## Objective
Write each line of the records below as one string in a JSON list, skipping blank lines and leaving out the pictures.

## Supplied entries
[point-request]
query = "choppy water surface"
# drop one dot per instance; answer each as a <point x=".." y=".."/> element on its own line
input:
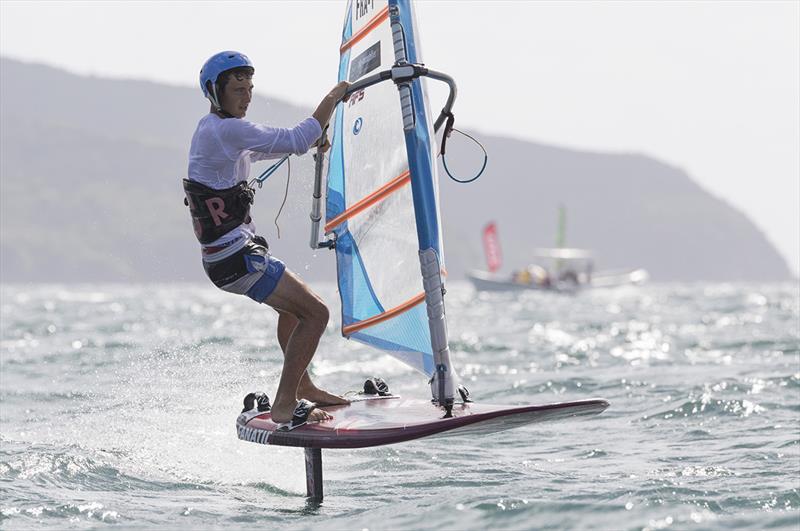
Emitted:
<point x="118" y="406"/>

## Answer to the problem
[
  "[point-request]",
  "query = \"choppy water surface\"",
  "# drop one dot per instance; answer each as a <point x=\"..\" y=\"..\"/> element on its own line",
  "input:",
  "Emitted:",
  "<point x=\"118\" y=\"406\"/>"
]